* [Exercise set]:
1. List every person named in the post about the 1960s space missions.
2. In the post about the 1960s space missions, why couldn't the writer watch many of the Gemini launches live?
3. According to the post about the 1960s space missions, where was the writer's family on the night of July 20, 1969?

McCall St. Brewer
Well-Known Member
I am 51, but SWMBO is only 37. She is reading about all the hoopla surrounding the 40th anniversary of Neil Armstrong's setting foot on the moon and can't figure out what all the fuss is about. Now Walter Cronkite has died and she is wondering why everyone is all upset about that.
Did things change that much in just a few short years? I am not doing very well at explaining to her just how big the NASA missions during the 60's were. Today not very many people even pay attention to the space shuttle missions unless a disaster happens, but back in those days the eyes of the whole world (including mine) were on everything NASA (and the Soviet space agency) did.
I remember like it was yesterday sitting on the living room floor in front of our 19" b & w television. I would spend hour after hour staring at the image of those Mercury/Atlas rockets sitting on the pad at Cape Canaveral, while NASA worked through one seemingly endless delay after another. All the while I would have Walter Cronkite's reassuring voice providing all the latest updates.
Usually, but not always, the countdowns would resume at last and the liftoff would occur. It never seemed like anything would go right with the Mercury's.
When the Gemini program started I was older and in school, so it seemed like many of the launches were during the day time when I could no longer watch. But I would look forward all day to the CBS evening news where they would replay the launches. If a mission happened during summer vacation, I would stayed glued to the set watching space walks and rendevous's and dockings with Thor/Agenas.
After watching the struggles of the Mercury and Gemini missions, the Apollo missions that followed the tragic Apollo 1 were simply amazing. NASA had really gotten their sh*t together by then, and it was breathtaking all the amazing things they could do by then.
I remember sitting in a Holiday Inn with my family on the night of July 20, 1969 (we were, believe it or not, on the way to Florida that summer, where as part of our family vacation were were going to take a tour of the Kennedy Space Center) watching the grainy black and white images of Neil Armstrong climbing down the ladder and setting foot on the moon.
CBS showed shots from all over the world as people everywhere watched and cheered for the astronauts.
I am surprised that a few short years could make so much difference that my wife has such a hard time relating to how huge that was. No one had to explain anything to her when Michael Jackson died.
NASA is working on a new program to get us back to the moon now, but I wonder how many people are even aware of it? If you had told me back in 1969 that 40 years later we had not even tried to go to Mars, I would have thought you were crazy.
Did things change that much in just a few short years? I am not doing very well at explaining to her just how big the NASA missions during the 60's were. Today not very many people even pay attention to the space shuttle missions unless a disaster happens, but back in those days the eyes of the whole world (including mine) were on everything NASA (and the Soviet space agency) did.

[Localization data with one point per instance]
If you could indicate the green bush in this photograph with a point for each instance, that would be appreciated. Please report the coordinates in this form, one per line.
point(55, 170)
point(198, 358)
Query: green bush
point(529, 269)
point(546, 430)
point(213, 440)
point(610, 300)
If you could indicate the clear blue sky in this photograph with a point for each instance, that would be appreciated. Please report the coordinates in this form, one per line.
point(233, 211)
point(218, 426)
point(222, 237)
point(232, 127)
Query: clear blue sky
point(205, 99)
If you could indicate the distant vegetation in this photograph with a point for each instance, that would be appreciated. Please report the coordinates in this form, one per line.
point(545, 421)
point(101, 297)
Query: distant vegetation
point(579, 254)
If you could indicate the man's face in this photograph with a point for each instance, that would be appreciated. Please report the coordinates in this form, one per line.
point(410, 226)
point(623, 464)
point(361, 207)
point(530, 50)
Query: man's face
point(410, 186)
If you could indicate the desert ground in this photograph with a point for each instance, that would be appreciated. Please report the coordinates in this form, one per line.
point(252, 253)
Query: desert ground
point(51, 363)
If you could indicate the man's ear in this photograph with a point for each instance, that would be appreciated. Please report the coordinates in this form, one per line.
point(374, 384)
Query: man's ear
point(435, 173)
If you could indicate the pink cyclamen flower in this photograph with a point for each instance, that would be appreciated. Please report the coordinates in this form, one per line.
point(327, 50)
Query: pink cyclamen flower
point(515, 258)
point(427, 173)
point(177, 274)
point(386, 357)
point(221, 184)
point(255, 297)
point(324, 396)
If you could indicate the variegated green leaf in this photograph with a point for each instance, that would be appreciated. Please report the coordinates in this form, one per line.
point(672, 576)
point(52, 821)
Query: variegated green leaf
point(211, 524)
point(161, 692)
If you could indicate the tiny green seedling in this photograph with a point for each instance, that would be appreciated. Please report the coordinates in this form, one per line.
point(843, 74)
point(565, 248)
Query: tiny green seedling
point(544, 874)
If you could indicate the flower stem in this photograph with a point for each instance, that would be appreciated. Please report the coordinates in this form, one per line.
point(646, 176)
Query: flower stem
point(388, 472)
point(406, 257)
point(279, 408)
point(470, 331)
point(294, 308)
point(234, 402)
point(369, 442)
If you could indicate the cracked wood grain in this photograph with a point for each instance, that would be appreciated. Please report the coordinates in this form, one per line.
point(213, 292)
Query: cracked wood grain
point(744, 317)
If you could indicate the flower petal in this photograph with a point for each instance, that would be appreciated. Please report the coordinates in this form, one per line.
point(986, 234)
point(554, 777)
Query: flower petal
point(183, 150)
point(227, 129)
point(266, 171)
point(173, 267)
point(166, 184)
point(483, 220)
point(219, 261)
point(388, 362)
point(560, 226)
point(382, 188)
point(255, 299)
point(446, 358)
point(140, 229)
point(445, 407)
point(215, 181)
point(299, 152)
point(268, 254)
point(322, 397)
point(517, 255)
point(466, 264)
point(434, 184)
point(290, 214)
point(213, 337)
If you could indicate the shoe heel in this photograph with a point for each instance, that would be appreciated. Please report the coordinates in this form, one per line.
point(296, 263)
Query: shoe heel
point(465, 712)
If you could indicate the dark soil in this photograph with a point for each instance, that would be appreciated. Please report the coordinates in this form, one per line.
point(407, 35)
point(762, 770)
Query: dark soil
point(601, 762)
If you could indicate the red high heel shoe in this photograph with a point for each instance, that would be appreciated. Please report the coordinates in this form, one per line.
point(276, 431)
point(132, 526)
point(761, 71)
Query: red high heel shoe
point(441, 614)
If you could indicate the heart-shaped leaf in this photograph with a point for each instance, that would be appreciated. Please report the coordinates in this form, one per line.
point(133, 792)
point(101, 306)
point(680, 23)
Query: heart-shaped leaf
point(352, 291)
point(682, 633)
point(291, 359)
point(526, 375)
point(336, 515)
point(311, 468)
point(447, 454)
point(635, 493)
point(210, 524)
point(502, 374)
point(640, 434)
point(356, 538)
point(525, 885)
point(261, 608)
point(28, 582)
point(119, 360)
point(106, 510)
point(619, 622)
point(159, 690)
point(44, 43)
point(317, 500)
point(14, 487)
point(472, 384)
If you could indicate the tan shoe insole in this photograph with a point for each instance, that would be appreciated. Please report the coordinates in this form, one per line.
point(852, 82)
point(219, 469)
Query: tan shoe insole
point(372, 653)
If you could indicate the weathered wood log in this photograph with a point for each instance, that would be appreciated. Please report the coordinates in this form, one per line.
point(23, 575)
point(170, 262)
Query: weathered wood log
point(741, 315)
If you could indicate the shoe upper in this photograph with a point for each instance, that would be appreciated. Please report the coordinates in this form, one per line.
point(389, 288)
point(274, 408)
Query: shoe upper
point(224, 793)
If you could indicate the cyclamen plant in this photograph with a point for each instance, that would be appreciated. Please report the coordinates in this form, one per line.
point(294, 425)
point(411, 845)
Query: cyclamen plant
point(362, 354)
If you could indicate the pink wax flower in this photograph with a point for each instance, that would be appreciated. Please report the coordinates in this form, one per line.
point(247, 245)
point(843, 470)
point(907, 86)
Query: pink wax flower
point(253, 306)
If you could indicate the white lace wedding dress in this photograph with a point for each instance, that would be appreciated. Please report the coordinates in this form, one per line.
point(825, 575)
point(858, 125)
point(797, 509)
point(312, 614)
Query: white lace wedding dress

* [Results by task]:
1. Neil Armstrong, Walter Cronkite, Michael Jackson

2. When the Gemini program started, the writer was older and in school, and many of the launches seemed to take place during the daytime. So the writer waited all day for the CBS evening news to replay them.

3. They were at a Holiday Inn on their way to Florida.